----- TEXTAUSSCHNITT -----
„Weißt du noch…?“
KLEINES THEATER / ALTE LIEBE
30/09/11 Das Stück könnte genauso gut „Tiefe Liebe“ heißen. Wie dem auch sei: Das Schauspiel nach dem Bestseller von Elke Heidenreich und Bernd Schroeder war am Donnerstag (29.9.) im Kleinen Theater als Österreichische Erstaufführung zu sehen. Eine gelungene Inszenierung mit sehr „menschelnden“ Inhalten.
Von Ursula Trojan
Vom Wohnzimmer aus betritt man den Grünstreifen, Harrys liebevoll gehegtes Reich. Später wird er darüber sinnieren: „Lieb ich meinen Garten mehr als Lore?“ Lore hat keinen grünen Daumen, ihre Welt ist die der Bücher. Vierzig Jahre sind sie nun schon zusammen, die Bibliothekarin und der nun pensionierte Architekt. Durch dick und dünn sind sie gegangen, haben hart an der Front der 68’er für ihre Ideale und gegen „spießige Spielregeln“ gekämpft. Wo sie sich einst kennen gelernt haben, ist nicht so ganz klar. Harry behauptet, es wäre eine Dichterlesung gewesen, Lore kontert mit: „Es war eine Vernissage!“ In diesem Fall ist man versucht, ihr zu glauben… Eine Tochter, mittlerweile 36, haben sie großgezogen. Glorias Lebenswandel ist ein gewaltiges – und wichtiges – Gesprächsthema, das bis zur Fassungslosigkeit beider Elternteile reicht: „Was haben wir falsch gemacht?“ Gloria will zum dritten Mal heiraten, diesmal einen stinkreichen Geldsack. Lore telefoniert stundenlang mit ihrer Tochter, während Harry heimlich den neuen Schwiegersohn googelt. Etwas ratlos bereitet sich das Ehepaar mit vielem Hin- und Her auf diese schwülstig-pompöse Hochzeit vor.
-----
AUFGABE –
Greife die Theaterkritik zu „Alte Liebe“ nach ihrem letzten Satz auf und schreibe sie weiter. Die Zeilen spielen hierfür keine Rolle.
----- GESPEICHERTE DATEN -----
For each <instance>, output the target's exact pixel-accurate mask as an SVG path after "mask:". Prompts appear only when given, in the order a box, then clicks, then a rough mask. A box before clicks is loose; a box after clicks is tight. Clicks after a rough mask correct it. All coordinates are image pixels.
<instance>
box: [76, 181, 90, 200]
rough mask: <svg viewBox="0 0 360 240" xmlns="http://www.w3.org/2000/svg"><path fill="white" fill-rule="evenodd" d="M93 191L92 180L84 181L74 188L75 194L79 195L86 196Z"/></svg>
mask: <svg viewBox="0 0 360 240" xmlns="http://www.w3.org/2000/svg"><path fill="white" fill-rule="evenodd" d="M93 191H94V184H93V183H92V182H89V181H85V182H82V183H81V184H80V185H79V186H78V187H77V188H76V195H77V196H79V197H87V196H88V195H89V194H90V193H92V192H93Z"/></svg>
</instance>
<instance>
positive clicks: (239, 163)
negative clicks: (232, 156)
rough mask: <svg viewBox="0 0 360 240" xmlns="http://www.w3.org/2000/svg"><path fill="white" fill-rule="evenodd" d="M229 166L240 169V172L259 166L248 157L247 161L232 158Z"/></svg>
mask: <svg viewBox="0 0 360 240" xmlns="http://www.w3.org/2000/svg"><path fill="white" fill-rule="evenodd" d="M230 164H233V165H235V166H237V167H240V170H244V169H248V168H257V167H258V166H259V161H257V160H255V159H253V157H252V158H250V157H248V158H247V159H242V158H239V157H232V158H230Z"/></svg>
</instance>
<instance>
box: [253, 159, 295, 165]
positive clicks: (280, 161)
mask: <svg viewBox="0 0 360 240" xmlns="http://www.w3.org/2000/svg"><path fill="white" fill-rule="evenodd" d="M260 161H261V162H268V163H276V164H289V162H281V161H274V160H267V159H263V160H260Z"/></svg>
-----
ERWARTETE ANTWORT –
Im Kern keimt aber die Thematik (und Problematik) des Älterwerdens. Genau genommen des zusammen Älterwerdens. Susanna Szameit und Peter Malzer führen in berührend menschlicher Erzählweise durch ihr Gefühlsleben. Dies geschieht teils in Dialogen, die manchmal sehr situationskomisch, weil so Paar-typisch sind. Zum anderen Teil wird der Zuschauer in den dazwischen gesetzten Monologen zum Mitwisser, besser noch: zum Mehr-Wisser. Besonders heiter sind die Passagen, in denen der eine darüber nachdenkt, worüber sich der andere wohl Gedanken macht – und kurz darauf der Partner die Auflösung bringt.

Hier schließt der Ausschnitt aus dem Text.